やること: 以下のリストで「water」という語を含む行がいくつあるか数え、その数だけを答えてください。

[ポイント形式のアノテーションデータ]
----------

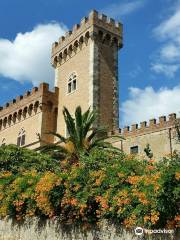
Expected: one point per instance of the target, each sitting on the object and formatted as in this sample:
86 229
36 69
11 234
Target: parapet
88 27
28 97
154 125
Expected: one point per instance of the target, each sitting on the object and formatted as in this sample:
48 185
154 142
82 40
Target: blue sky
149 63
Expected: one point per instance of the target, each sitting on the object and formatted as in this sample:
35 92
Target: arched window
72 83
21 139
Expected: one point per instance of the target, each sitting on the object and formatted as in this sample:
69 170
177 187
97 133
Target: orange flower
177 175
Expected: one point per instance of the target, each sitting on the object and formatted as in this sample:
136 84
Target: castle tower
86 69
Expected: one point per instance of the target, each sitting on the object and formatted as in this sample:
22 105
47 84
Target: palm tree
82 136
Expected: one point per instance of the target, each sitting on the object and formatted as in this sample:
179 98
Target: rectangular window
23 140
18 141
134 150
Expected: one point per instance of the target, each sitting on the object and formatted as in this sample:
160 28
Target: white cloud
123 8
169 28
27 57
167 60
170 52
145 104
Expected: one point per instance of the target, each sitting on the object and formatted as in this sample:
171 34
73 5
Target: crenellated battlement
27 105
27 97
95 25
152 126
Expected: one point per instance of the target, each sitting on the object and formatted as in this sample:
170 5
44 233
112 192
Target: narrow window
134 150
72 83
69 87
23 137
18 141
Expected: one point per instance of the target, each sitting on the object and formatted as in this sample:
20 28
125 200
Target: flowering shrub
101 185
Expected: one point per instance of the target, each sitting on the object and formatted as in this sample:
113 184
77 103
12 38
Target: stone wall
90 51
32 229
160 134
34 114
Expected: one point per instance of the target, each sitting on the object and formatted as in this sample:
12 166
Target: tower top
88 27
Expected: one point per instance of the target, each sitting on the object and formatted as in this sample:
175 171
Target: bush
16 160
104 184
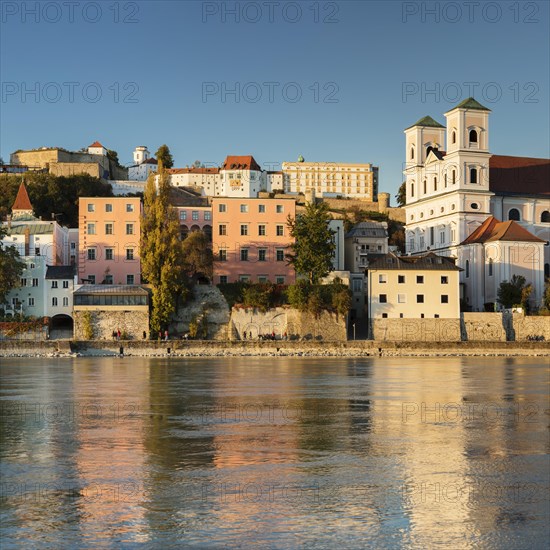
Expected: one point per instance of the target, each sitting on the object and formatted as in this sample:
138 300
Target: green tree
401 196
313 247
162 260
510 293
198 255
11 267
163 155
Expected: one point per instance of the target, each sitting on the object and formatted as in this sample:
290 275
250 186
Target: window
513 214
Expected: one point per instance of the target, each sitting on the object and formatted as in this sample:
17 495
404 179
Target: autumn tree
164 156
162 259
313 248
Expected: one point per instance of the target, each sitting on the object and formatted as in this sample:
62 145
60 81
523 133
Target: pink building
109 233
251 239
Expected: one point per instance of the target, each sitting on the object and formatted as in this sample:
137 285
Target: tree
401 196
198 255
11 267
314 247
514 292
163 155
162 260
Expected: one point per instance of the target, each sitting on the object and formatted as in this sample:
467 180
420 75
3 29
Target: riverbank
365 348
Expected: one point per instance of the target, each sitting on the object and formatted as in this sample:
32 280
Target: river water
274 453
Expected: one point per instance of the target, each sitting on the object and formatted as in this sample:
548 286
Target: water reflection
275 452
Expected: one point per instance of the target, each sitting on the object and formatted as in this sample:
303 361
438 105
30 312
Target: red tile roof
240 163
495 230
519 175
22 201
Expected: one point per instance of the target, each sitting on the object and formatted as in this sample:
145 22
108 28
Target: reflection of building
251 239
413 286
330 179
452 192
109 235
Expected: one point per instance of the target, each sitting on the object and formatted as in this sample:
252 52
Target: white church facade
454 184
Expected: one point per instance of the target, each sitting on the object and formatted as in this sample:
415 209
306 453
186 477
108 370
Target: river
274 453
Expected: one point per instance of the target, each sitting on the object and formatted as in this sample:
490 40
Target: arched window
513 214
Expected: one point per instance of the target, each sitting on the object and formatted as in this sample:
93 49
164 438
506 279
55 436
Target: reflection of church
491 212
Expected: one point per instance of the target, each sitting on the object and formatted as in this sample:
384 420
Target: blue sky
332 81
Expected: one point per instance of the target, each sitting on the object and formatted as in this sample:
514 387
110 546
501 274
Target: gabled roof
22 201
429 261
60 272
472 104
427 122
519 175
240 163
493 229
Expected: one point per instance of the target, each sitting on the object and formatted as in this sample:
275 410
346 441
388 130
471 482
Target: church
490 212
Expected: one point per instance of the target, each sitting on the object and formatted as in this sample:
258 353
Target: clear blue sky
376 61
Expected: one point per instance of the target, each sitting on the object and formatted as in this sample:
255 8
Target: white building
454 184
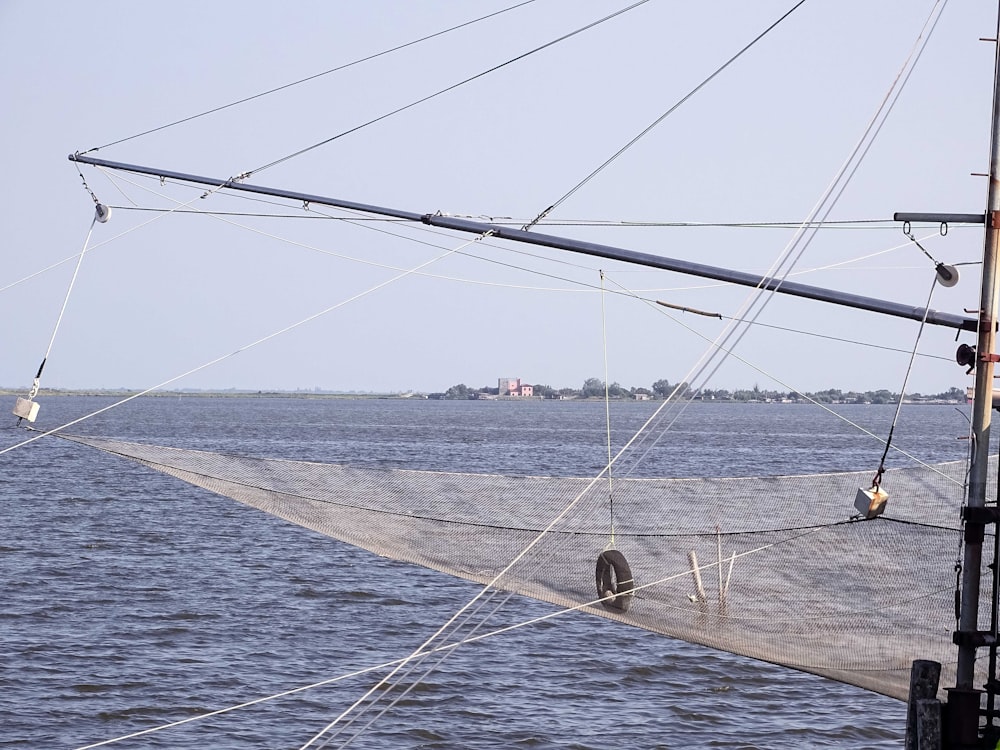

----------

作業結果: 2